**DATA FOR PROCESSING**
-- -- --
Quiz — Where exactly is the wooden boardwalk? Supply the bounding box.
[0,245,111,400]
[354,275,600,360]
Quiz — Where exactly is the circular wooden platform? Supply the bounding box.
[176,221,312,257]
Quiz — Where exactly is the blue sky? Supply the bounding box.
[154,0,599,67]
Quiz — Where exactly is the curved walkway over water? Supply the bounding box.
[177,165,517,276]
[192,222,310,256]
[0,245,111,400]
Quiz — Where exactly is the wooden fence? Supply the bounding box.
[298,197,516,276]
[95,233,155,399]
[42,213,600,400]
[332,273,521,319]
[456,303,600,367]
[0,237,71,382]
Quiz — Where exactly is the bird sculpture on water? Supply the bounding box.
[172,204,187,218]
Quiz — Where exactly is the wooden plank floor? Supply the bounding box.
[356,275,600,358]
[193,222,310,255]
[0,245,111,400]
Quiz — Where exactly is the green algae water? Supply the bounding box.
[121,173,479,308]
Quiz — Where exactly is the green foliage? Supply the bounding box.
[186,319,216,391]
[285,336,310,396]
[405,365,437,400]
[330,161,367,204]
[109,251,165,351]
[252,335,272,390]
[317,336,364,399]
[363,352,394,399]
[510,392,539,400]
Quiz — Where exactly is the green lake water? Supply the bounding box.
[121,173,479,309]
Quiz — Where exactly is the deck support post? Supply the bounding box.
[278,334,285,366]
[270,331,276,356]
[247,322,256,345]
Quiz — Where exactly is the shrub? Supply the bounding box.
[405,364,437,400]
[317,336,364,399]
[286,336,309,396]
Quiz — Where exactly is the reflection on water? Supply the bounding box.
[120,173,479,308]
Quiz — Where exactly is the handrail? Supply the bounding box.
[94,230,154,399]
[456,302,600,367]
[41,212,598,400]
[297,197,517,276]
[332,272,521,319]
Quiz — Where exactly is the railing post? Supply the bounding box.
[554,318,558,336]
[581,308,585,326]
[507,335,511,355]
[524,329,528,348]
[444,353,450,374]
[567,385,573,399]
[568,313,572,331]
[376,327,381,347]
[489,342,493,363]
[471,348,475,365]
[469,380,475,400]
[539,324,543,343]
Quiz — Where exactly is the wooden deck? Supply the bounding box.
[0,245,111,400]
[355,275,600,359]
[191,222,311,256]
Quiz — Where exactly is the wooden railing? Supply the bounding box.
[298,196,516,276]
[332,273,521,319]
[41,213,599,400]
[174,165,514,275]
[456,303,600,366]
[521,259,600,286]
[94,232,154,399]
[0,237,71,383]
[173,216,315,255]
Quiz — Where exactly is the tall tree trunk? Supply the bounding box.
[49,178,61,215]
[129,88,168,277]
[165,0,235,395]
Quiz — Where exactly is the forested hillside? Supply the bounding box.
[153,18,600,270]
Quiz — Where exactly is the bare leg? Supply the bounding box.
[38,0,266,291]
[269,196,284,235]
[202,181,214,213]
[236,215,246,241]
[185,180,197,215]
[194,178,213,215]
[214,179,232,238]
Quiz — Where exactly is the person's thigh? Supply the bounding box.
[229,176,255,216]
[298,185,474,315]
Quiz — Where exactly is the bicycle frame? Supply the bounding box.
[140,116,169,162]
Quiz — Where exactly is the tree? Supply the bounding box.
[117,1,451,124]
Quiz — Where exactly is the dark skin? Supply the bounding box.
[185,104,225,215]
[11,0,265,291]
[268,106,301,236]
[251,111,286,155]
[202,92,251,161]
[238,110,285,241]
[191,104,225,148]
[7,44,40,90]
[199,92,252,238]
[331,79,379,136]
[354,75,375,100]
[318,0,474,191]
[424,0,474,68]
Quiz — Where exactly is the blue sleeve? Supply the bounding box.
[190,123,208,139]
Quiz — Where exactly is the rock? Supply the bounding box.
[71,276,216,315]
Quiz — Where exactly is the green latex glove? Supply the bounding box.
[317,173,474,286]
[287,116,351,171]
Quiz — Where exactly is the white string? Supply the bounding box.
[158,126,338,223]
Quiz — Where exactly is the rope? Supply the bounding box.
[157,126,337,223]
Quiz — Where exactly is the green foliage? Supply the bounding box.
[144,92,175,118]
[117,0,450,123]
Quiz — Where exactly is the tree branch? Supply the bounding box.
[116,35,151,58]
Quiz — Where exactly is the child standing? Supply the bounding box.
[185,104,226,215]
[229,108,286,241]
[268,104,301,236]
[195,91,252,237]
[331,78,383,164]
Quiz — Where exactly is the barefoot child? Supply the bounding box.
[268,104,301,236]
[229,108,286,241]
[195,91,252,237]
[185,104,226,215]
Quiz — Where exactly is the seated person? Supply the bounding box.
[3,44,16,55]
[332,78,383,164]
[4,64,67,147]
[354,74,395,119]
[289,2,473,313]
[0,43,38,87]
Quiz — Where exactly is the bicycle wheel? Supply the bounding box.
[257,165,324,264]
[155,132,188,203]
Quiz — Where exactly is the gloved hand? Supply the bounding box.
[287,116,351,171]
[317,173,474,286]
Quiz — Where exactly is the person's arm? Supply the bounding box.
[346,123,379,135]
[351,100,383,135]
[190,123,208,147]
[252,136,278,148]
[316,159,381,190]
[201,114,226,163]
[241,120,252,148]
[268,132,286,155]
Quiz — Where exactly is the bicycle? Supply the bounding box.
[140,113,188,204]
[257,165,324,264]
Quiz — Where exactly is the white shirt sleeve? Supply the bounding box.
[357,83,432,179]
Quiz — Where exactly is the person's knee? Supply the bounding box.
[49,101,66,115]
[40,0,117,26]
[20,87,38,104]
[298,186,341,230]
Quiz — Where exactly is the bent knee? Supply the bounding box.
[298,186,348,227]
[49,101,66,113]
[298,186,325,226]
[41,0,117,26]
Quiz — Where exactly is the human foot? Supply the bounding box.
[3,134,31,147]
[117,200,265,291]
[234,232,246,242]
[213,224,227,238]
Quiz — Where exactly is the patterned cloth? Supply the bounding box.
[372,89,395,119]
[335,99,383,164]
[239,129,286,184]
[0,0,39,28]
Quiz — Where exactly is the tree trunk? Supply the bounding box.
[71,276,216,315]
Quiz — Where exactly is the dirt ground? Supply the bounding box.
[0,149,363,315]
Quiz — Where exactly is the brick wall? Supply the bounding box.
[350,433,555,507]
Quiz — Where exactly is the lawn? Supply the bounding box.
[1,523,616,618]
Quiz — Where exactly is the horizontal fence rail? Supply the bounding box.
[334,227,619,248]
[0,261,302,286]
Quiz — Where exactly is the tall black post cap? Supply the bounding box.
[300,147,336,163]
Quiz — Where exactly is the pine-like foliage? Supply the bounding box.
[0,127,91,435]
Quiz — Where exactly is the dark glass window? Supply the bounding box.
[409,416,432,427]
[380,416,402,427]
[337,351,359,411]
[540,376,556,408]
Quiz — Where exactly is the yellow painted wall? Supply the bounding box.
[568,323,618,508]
-- -- --
**EXERCISE BRIEF**
Only the lines from the line with "Quiz — Where exactly is the tree trunk?" to the final line of the entries are to be returned, each exactly as written, both ends included.

**EXERCISE SOLUTION**
Quiz — Where exactly is the tree trunk? Supply the bounding box.
[71,276,216,315]
Quiz — Where exactly is the dirt ground? Supply the bounding box.
[0,149,363,315]
Quiz — Where exactly is the brick wall? Supply the bounding box.
[350,433,555,507]
Quiz — Where exactly is the lawn? Supply the bounding box.
[1,523,616,618]
Quiz — Where exactly is the horizontal fence rail? Supply the bounding box.
[334,227,619,248]
[0,261,302,286]
Quiz — Where exactly is the tall black post cap? Supply the bounding box.
[300,147,336,163]
Quiz — Where exactly is the pine-like foliage? Supply the bounding box.
[0,127,91,435]
Quiz — Where exactly is the dark glass window? Supply the bounding box.
[409,416,432,427]
[380,416,402,427]
[337,351,359,411]
[540,376,556,408]
Quiz — Where exactly is the yellow painted wall? Supply the bounding box.
[568,323,618,508]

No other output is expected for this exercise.